-- 任务说明 --
请更新引文中介于“Formulation”与“proper cost function.”之间（含两端）的部分：把其中的“Soft decision”改为“Probabilistic decision”，然后写出改后的这段文字。

统计推断(四) Information Geometry

1. Generalized Bayesian decision

Formulation
- Soft decision: $q_x(\cdot|y)$
- Cost function: $C(x,q_x)$
Cost function
- proper: $p_{x|y}(\cdot|y)=\arg\min\limits_{\{q_x\ge0:\sum_a q(a)=1\}} E[C(x,q_x(\cdot))|\mathsf{y}=y]$
- local: $C(x,q_x)=\phi(x,q_x(x))$
Log-loss criterion: $C(x,q)=-A\log q_x(x) + B(x), \ \ \ A>0$
- proper and local
Theorem: When the alphabet $\mathcal{X}$ consists of at least 3 values ( $|\mathcal{X}| \triangleq L ≥ 3$ ), then the log-loss is the only smooth local, proper cost function.

-- 所列条目 --
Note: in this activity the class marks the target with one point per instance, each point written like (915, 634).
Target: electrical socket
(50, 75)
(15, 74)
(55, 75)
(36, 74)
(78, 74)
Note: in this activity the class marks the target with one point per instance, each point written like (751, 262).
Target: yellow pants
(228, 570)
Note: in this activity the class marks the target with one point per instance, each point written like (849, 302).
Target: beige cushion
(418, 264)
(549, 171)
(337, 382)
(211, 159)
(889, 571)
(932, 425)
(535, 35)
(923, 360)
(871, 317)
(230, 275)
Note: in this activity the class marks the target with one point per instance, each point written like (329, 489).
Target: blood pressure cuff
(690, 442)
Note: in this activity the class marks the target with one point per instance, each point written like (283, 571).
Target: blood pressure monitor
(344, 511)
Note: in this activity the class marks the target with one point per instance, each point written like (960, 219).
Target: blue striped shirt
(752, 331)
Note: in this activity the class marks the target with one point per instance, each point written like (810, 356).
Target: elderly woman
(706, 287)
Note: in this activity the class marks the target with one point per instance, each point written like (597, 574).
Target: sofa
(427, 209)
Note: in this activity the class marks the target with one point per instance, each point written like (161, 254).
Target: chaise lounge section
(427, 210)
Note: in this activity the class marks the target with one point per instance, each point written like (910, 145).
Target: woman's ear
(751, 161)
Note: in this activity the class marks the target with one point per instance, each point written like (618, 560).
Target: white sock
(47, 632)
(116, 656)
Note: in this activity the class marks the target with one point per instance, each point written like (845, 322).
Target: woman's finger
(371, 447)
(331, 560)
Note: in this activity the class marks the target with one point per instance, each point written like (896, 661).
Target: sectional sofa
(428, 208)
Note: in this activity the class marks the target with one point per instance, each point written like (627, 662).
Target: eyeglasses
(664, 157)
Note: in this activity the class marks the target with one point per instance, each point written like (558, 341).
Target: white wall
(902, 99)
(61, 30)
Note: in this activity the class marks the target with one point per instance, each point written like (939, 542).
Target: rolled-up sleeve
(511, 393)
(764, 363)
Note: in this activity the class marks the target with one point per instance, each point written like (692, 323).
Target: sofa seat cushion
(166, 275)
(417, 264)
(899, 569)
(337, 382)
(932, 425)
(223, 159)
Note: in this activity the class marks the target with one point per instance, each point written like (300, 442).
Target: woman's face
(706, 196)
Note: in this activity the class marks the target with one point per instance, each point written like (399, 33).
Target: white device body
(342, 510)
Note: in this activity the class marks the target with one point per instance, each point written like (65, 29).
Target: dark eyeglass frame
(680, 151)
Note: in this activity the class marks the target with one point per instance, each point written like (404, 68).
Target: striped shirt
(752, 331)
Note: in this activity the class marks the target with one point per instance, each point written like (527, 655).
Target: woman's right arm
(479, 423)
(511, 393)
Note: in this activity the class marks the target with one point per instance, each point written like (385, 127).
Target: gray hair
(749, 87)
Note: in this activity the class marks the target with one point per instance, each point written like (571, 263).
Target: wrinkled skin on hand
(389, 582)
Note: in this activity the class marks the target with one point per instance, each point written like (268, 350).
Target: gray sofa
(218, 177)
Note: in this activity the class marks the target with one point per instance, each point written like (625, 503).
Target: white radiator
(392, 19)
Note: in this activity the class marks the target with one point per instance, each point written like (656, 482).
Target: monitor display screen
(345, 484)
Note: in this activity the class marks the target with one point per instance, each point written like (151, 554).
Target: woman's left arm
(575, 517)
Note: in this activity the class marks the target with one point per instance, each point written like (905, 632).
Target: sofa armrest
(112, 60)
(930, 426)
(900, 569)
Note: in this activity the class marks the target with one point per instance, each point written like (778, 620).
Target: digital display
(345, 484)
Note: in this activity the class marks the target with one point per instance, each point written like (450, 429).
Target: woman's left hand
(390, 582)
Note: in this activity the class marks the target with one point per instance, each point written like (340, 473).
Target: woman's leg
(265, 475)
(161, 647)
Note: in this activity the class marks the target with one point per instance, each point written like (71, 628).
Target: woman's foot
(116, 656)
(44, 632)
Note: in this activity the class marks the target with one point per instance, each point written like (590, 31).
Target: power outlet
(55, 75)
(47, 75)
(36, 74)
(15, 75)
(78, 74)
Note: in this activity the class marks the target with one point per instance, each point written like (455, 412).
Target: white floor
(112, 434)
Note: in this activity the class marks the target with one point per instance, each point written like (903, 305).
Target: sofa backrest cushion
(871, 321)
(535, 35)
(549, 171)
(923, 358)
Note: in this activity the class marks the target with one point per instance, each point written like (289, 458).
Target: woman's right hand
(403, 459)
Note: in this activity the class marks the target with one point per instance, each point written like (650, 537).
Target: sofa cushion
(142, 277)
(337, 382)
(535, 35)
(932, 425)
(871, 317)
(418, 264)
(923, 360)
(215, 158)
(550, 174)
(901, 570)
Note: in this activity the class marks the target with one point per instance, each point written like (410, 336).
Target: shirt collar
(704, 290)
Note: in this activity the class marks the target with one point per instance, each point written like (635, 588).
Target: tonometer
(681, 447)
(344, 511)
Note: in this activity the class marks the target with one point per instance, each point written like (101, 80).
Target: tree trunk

-- 回答 --
Formulation
- Probabilistic decision: $q_x(\cdot|y)$
- Cost function: $C(x,q_x)$
Cost function
- proper: $p_{x|y}(\cdot|y)=\arg\min\limits_{\{q_x\ge0:\sum_a q(a)=1\}} E[C(x,q_x(\cdot))|\mathsf{y}=y]$
- local: $C(x,q_x)=\phi(x,q_x(x))$
Log-loss criterion: $C(x,q)=-A\log q_x(x) + B(x), \ \ \ A>0$
- proper and local
Theorem: When the alphabet $\mathcal{X}$ consists of at least 3 values ( $|\mathcal{X}| \triangleq L ≥ 3$ ), then the log-loss is the only smooth local, proper cost function.